*Activities*.
1) According to the text about Michael Bird, which two positions has Tim Wilson held?
2) Carry on the text about Michael Bird and his book dedication, starting after its final sentence.

*Given text*.
———
Leftists like Bird, however, do not have a problem with any other form of Nationalism. If the secularists, sexual deviants, or leftists want to use their political power to rule over those in the church, as they have done in Australia, Michael Bird supports the cause of pluralism, even to the detriment of the church. When asked by Christianity Today why his book is dedicated to a gay Australian politician, Bird revealed that rather than take a principled Biblical position on sexuality, he believes that Pagans and Christians need to just come around the table, have a series of conversations, and then somehow appease LGBT people with a grand compromise.
You dedicate the book to Tim Wilson, an Australian politician. Why is that?
Tim Wilson is a member of Parliament and a former human rights commissioner. Several years ago, he convened a roundtable discussion about religious freedom and LGBT rights. The idea was to arrive at a settlement where LGBT people wouldn’t be subject to harm, harassment, or unfair discrimination, but where we also allow the Muslims to be Muslims, let the Jews be Jews, and let the Christians be Christians. Tim is a gay man who is married to another man. But he has been a voice of reason, sanity, and fairness in these discussions. He’s shown us how to have healthy, nonadversarial conversations in a context often filled with accusations and hateful hypotheticals.
Michael Bird is obsessed with ecumenical roundtable discussions and interfaith dialogue and understanding, but none of his theories on Christian religious compromise is rooted in scripture.
They’ve already compromised themselves by failing to follow 1 Cor. 5. Unrepentant practitioners of porneia (1 Cor. 5:1) should not be allowed through the doors of the church, much less in any positions of leadership.
———
*Dataset records*.
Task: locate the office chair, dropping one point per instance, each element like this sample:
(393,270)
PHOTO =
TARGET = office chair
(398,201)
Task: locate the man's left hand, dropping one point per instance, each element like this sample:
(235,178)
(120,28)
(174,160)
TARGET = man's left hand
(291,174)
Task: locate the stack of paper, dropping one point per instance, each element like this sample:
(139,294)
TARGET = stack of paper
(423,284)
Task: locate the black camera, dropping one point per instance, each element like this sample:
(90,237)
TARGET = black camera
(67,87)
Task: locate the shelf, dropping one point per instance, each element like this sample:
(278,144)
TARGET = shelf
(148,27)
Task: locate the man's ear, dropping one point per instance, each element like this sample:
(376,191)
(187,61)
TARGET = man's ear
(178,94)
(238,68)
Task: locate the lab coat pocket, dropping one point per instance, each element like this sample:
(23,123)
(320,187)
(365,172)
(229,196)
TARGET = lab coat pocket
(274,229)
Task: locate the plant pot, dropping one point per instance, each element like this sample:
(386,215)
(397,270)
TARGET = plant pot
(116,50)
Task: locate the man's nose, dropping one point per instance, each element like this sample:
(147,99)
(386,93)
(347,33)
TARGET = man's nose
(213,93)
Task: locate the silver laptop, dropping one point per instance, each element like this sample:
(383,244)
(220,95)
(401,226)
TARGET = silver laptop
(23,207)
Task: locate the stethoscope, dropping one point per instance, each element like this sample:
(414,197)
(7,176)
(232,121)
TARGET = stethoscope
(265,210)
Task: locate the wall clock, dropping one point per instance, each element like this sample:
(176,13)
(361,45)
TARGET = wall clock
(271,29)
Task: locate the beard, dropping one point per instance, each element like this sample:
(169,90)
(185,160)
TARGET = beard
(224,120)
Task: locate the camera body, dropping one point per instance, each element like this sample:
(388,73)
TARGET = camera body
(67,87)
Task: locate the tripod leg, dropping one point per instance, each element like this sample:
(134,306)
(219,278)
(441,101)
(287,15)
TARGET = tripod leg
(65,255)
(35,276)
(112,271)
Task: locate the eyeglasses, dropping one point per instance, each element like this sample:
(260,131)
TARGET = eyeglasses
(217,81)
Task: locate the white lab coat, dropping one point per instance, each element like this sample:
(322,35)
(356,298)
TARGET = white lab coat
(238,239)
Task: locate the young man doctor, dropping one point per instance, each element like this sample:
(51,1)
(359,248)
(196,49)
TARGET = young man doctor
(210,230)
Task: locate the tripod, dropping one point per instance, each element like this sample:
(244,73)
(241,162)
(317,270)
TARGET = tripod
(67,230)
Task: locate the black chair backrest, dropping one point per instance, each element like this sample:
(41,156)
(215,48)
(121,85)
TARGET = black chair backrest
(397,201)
———
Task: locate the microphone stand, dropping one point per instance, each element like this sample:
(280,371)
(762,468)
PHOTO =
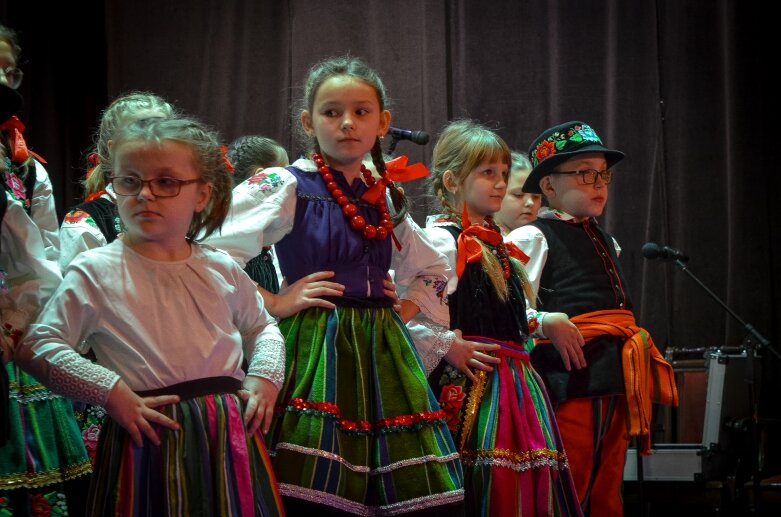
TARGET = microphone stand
———
*Answer set*.
1) Member of Parliament and former human rights commissioner.

2)
To follow Christ is often to force the hand of the worldly rulers. It is the only option. As Jesus was crucified, and like the Apostles who followed, doing so may lead to prison or even death. But ultimately God wins. If that day comes, and you find yourself in a courtroom, you can’t use scripture as your defense if you’ve already failed to follow it. Do what the scripture says to do. Discriminate against sin, as God says to do. And then if they want to come after you, force them to have to specifically, intentionally, and directly rule against God’s Word, in order to rule against you. Force them to have to rule against the very Book they have you swear in on when you take the witness stand, showing themselves to be the reprobate, deluded fools they are.
As for me, I’m going to discriminate against sin, as the Bible instructs, and I’m not going to ask for permission from Caesar for something which he does not have the authority to either give or deny. I’m not going to dignify his attempts to usurp God’s authority.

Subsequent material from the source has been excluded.